VORGEGEBENER TEXT
__________________________________________________

Max Weber hat die Entzauberung der Welt erforscht: Der Ursprung der Moderne

Der Abschluss der Gesamtausgabe fordert zu neuer Lektüre auf.

Warum lesen wir überhaupt Weber? Auf diese Frage hat es so viele verschiedene Antworten gegeben, dass sie vor der Lektüre eher abschrecken als zu ihr einladen. Kaum einer kann Webers Werk ganz überblicken, geschweige denn die zum Umfang einer mittleren Universitätsbibliothek angeschwollene Sekundärliteratur. 

Weber war nach- und nebeneinander Jurist, Nationalökonom und Soziologe, von seiner publizistischen Tätigkeit ganz zu schweigen,. Die allein genügte, ihm einen Platz in der deutschen Geschichte zu sichern. Aber was war seine zentrale Fragestellung, oder besser vielleicht: Was war sein roter Faden? Gab es ihn?

Es wäre vermessen, einen einzelnen solchen Faden auffinden zu wollen. Weber war der unbestechliche Analytiker der abendländischen Moderne. Aber es gibt etwas, dass man als das tragische Bewusstsein Webers bezeichnen könnte; das Bewusstsein des Verlusts, der mit der Moderne einhergeht. Seine Frage- oder besser Problemstellung, das ist diese Moderne, die er aus immer neuen Blickwinkeln betrachtet. Mit dem Abschluss der Max-Weber-Gesamtausgabe (MWG) ist eine in jeder Hinsicht zuverlässige Lektüre der zu Lebzeiten bisweilen an entlegenen Orten publizierten und später nicht immer textgetreu nachgedruckten Schriften Webers möglich.

__________________________________________________

VORLIEGENDE DATEN
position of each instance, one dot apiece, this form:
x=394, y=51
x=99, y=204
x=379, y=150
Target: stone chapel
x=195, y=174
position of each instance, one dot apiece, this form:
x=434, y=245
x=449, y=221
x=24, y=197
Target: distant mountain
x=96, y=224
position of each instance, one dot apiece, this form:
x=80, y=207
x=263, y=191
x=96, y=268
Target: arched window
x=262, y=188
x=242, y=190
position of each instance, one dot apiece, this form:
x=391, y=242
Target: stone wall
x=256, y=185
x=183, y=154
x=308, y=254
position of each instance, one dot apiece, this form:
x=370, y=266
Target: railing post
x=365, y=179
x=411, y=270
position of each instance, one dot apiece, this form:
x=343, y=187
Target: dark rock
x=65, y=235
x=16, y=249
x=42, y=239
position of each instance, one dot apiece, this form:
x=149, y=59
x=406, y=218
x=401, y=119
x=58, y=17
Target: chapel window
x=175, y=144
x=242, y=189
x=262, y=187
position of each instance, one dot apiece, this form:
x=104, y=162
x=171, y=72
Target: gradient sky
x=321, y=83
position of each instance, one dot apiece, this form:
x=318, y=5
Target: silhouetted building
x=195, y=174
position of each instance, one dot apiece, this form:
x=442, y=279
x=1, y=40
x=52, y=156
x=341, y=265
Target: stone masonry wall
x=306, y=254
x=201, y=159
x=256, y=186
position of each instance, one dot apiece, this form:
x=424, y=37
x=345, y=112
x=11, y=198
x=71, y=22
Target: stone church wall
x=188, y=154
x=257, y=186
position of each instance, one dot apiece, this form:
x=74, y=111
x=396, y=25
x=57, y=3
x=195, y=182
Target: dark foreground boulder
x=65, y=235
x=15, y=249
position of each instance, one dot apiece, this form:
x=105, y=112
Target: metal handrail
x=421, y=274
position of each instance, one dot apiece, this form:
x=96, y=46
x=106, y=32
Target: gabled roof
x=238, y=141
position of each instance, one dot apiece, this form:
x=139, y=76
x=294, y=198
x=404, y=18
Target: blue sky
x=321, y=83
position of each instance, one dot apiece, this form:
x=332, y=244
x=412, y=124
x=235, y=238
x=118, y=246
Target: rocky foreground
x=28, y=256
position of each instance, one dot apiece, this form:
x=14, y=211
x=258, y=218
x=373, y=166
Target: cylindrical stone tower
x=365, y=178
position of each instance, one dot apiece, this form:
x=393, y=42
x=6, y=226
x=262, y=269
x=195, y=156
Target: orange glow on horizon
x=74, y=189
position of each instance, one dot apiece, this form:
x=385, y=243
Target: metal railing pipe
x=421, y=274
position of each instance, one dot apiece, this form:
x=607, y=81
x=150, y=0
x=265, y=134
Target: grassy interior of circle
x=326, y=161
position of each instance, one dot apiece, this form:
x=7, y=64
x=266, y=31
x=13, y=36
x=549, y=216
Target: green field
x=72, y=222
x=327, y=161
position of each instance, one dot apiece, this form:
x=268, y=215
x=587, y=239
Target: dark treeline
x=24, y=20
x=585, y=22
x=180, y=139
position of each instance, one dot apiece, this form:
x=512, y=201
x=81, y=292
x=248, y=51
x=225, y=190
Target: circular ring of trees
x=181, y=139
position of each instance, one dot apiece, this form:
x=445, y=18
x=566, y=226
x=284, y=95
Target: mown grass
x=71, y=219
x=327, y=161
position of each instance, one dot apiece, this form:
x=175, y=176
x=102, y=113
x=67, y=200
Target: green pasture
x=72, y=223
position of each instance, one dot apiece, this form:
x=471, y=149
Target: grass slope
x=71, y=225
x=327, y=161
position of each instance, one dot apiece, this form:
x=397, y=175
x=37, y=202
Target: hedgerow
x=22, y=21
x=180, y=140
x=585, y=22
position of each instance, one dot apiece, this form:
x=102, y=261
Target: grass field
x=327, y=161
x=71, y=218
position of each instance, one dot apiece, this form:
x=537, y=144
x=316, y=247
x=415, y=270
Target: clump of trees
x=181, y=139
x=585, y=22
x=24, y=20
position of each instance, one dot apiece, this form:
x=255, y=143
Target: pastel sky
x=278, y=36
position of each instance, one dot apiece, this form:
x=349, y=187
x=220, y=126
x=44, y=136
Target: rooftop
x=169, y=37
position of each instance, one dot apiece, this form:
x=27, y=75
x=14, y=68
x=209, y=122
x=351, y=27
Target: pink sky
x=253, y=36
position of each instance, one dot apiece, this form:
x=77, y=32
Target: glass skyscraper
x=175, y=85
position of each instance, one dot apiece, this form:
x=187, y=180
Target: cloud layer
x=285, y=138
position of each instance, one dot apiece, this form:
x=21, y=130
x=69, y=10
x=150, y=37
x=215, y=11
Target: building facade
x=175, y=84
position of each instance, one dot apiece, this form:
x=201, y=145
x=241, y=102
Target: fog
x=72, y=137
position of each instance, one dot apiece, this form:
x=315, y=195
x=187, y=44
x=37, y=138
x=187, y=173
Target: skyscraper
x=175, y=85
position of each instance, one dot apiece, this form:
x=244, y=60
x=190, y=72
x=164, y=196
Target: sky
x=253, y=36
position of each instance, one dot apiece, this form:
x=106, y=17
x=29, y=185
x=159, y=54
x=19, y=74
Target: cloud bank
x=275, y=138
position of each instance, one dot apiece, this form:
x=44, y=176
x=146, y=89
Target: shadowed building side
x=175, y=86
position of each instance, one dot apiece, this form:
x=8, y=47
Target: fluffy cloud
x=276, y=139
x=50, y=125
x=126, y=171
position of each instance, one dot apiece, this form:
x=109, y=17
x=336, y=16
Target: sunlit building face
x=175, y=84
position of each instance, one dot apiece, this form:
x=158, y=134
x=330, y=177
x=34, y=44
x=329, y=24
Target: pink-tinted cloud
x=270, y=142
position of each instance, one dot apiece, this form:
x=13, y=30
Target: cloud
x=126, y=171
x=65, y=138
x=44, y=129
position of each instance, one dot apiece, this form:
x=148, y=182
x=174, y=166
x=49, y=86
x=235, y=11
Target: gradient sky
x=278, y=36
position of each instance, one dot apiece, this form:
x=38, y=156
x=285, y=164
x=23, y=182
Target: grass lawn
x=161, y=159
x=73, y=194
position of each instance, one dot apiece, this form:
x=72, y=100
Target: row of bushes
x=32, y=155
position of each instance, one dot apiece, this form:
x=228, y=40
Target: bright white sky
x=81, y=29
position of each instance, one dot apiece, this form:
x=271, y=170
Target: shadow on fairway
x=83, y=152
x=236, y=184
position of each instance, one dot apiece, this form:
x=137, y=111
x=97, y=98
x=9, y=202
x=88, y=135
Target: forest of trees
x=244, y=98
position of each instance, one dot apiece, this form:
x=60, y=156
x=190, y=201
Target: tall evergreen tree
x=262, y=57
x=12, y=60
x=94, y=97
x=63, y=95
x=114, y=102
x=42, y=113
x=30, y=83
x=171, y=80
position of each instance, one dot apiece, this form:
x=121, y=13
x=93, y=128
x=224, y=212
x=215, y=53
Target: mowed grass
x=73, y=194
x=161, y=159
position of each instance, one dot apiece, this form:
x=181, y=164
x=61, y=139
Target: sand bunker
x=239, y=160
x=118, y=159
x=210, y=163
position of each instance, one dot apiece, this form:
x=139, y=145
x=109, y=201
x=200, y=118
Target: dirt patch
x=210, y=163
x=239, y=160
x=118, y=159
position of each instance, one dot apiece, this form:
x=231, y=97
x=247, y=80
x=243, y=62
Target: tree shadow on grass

__________________________________________________

ZU LÖSENDE AUFGABEN
**1)** Wofür steht die Abkürzung MWG im Text über Max Weber?
**2)** Liste alle Berufsbezeichnungen auf, die der Text über Max Weber ihm zuschreibt.
**3)** Entnimm dem Text über Max Weber den Abschnitt zwischen „Der Abschluss der“ und „Gab es ihn?“, beides eingeschlossen, und gib ihn wortgetreu wieder.

DIE ANTWORTEN
**1)** Max-Weber-Gesamtausgabe

**2)** Jurist, Nationalökonom, Soziologe

**3)**
Der Abschluss der Gesamtausgabe fordert zu neuer Lektüre auf.

Warum lesen wir überhaupt Weber? Auf diese Frage hat es so viele verschiedene Antworten gegeben, dass sie vor der Lektüre eher abschrecken als zu ihr einladen. Kaum einer kann Webers Werk ganz überblicken, geschweige denn die zum Umfang einer mittleren Universitätsbibliothek angeschwollene Sekundärliteratur. 

Weber war nach- und nebeneinander Jurist, Nationalökonom und Soziologe, von seiner publizistischen Tätigkeit ganz zu schweigen,. Die allein genügte, ihm einen Platz in der deutschen Geschichte zu sichern. Aber was war seine zentrale Fragestellung, oder besser vielleicht: Was war sein roter Faden? Gab es ihn?